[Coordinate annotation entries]
>> Start

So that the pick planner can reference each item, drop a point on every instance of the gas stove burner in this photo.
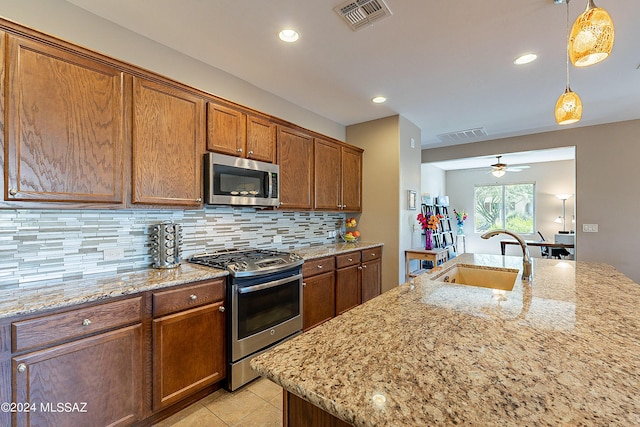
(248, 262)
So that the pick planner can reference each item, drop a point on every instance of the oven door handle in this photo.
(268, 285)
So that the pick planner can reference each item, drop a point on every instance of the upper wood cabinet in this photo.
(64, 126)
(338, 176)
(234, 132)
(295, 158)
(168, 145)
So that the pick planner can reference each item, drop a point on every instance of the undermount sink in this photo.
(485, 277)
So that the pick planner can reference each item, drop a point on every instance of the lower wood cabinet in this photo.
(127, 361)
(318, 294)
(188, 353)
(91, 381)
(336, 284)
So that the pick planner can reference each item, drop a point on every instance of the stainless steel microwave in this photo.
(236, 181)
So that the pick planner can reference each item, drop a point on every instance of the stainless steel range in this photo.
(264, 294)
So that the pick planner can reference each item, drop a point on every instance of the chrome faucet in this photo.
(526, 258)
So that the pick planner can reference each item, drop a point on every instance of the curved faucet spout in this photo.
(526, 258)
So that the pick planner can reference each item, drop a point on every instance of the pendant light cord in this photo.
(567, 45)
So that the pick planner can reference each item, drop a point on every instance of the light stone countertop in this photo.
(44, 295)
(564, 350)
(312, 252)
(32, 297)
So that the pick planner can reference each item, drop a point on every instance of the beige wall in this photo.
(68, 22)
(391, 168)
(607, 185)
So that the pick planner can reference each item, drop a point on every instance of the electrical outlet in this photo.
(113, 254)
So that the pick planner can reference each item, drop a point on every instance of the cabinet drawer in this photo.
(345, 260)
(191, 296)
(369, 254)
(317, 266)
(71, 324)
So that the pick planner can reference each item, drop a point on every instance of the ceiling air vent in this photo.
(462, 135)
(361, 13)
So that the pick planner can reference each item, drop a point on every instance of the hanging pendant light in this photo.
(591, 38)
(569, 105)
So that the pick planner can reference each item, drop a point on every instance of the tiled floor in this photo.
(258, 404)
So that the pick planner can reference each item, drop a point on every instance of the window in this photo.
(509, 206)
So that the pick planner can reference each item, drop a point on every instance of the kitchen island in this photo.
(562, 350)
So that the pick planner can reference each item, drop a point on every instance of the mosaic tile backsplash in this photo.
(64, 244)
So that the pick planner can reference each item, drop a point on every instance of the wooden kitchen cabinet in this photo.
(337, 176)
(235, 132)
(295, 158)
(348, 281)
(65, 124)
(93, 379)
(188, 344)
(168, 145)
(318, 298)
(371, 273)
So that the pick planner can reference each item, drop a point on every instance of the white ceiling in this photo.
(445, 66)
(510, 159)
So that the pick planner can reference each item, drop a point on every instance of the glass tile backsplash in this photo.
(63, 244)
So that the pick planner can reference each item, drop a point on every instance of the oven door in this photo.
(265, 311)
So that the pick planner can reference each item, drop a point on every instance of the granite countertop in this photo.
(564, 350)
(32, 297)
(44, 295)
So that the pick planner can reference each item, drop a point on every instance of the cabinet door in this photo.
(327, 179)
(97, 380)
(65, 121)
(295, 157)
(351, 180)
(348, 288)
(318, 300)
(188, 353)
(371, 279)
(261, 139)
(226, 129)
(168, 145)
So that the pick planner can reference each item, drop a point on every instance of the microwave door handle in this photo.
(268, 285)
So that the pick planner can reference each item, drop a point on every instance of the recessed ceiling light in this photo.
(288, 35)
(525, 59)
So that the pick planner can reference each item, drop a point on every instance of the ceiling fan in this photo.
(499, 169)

>> End

- Exercise details
Copy out the records word for word, from the line that contains "kitchen cabinet in this photo." down through the last line of the records.

- Full answer
So that the pick planner can reference each item, drop a point on every instance of the wooden kitchen cabinet in this photo.
(337, 176)
(235, 132)
(295, 158)
(348, 281)
(65, 124)
(93, 379)
(188, 344)
(168, 145)
(318, 298)
(371, 273)
So that the pick planner can reference each item, drop a point on every instance of the white ceiling in this photo.
(445, 66)
(510, 159)
So that the pick planner can reference each item, drop a point on every instance of the glass tile backsplash in this photo.
(63, 244)
So that the pick planner can reference each item, drop a point on every instance of the oven door in this photo.
(265, 311)
So that the pick planner can reference each item, drop a point on every instance of the granite countertop in this photo.
(564, 350)
(32, 297)
(44, 295)
So that the pick planner can reference each item, drop a point on every instance of the cabinet door in this photo.
(327, 179)
(97, 380)
(65, 121)
(295, 157)
(351, 180)
(348, 288)
(318, 300)
(188, 353)
(371, 279)
(261, 139)
(226, 129)
(168, 145)
So that the pick planner can reference each item, drop a point on every instance of the microwave door handle in this photo.
(268, 285)
So that the pick planner can reference each item, drop a point on every instance of the recessed ceiling light in this photo.
(288, 35)
(525, 59)
So that the pick planner can reference each item, drop a point on every instance of the ceiling fan in this photo.
(499, 169)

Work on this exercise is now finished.